You have been arguing about the redundancy of neoclassical assumptions for Ricardo's comparative advantage and by dropping of assumptions you wish to give a simpler superiority to Ricardo. Does it mean Ricardo's theory attract less
criticism and more reality?
Dear Jorge, starting, as most of the economic analysis does, from AXIOMATIC postulates or starting from explicit assumptions is quite similar in terms of analytical utility; it is something like the derivation of what one intends to derive with a logical rigour.
Does your reading of AXIOMATIC comparative advantage gives, other than simplicity, any more validity to the model? How?
I am sorry for differing with you.
With regards
Israr
Dear Jorge,
My take with comparative advantage is essentially empirical. Ricardo's basic idea of comparative advantage fits well the general empirical observation that over the long run open trade policies have characterized rich countries. That Sweden (Heckscher and Ohlin's homeland) that used not long ago to be poorer than Argentina, became richer both because it practiced open trade and because starting around 1930 Argentina closed its economy. Such an experience can be synthetically formalized in a two good model along the HOS of comparative advantage. This theory whose assumptions have been criticized ad nauseum still fit the acid test of time: if it consistently helps to understand our real world economy then the simplicity is welcome although its assumptions do not always come close to reality.
All of us have some comparative advantage and this helps to understand why it is dangerous to use the theory for targetting policies. How could anyone have predicted that Denmark would have comparative advantage in Lego? In our modern world economy the beauty of the theory of comparative advantage lies in its underlying policy message: open trade policies are a crucial recipe of what can be considered good policy advice to politicians who at least here in the developing world are constantly being taken by protectionist interest groups.
Many thanks for contributing to this never ending discussion.
Regards,
Julio
Dear Jorge,
I concur with Israr regarding your analysis of Ricardo's ideas and of the development's from them in the inter-war years. I found it very interesting, easily understood and illuminating at many levels.

◆ **Records provided**:
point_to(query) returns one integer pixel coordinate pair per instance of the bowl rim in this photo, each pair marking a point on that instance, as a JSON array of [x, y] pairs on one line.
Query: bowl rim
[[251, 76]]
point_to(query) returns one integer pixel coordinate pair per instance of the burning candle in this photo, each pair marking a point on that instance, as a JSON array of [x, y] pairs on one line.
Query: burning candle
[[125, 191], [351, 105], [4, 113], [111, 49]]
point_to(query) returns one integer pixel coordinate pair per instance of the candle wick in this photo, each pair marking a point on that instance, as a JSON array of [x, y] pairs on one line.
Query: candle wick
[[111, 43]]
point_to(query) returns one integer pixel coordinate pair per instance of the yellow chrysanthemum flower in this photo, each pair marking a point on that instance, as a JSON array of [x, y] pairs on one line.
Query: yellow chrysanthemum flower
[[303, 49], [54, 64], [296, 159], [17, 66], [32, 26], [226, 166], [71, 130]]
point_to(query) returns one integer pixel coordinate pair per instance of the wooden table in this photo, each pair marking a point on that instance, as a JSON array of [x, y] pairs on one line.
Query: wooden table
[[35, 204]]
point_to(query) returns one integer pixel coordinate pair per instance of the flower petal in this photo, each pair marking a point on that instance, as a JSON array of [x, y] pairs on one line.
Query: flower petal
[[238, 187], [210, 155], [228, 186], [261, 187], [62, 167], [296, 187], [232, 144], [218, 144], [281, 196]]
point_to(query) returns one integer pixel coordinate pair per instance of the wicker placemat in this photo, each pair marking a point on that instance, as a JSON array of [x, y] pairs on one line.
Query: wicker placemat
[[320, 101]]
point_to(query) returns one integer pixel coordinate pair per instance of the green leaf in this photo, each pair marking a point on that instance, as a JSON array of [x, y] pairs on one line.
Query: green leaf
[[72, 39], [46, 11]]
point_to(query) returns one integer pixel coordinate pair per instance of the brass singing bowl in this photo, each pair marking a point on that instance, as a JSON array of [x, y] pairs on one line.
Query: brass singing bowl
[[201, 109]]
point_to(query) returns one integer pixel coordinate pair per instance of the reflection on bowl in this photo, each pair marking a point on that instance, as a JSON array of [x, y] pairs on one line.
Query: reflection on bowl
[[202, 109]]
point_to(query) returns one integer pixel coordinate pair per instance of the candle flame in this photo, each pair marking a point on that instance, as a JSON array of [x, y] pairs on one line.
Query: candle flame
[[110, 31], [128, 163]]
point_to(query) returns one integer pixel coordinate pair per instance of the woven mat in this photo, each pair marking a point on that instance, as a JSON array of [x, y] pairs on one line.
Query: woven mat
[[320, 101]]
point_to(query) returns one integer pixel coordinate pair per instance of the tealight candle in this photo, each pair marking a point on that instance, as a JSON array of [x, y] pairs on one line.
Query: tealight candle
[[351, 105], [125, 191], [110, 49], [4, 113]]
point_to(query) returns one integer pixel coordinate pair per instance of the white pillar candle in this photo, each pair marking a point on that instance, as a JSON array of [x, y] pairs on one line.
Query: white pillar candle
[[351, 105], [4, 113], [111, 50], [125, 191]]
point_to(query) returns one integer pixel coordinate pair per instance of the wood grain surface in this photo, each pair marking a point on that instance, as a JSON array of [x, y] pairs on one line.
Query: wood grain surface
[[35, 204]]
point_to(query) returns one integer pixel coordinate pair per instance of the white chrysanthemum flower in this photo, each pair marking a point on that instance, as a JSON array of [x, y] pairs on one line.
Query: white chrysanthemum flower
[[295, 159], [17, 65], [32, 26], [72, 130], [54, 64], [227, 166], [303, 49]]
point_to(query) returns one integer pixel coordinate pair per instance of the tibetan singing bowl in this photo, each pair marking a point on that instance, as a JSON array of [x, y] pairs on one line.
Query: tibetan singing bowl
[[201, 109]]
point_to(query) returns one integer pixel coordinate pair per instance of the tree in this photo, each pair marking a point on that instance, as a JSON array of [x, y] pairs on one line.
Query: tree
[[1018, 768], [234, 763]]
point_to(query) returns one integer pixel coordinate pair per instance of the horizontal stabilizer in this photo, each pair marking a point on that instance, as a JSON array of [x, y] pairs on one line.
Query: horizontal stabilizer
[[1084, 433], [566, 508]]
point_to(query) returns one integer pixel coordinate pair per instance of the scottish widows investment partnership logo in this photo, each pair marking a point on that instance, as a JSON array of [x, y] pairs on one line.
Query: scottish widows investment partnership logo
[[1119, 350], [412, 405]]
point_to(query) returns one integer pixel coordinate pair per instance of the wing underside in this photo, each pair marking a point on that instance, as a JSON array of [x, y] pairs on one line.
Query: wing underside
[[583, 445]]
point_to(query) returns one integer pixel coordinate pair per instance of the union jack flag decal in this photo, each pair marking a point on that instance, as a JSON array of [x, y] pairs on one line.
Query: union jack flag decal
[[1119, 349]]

◆ **Work to be completed**: Render this sentence from the discussion of comparative advantage in Spanish: "Ricardo's basic idea of comparative advantage fits well the general empirical observation that over the long run open trade policies have characterized rich countries."

◆ **Response below**: La idea básica de Ricardo sobre la ventaja comparativa se ajusta bien a la observación empírica general de que, a largo plazo, las políticas de comercio abierto han caracterizado a los países ricos.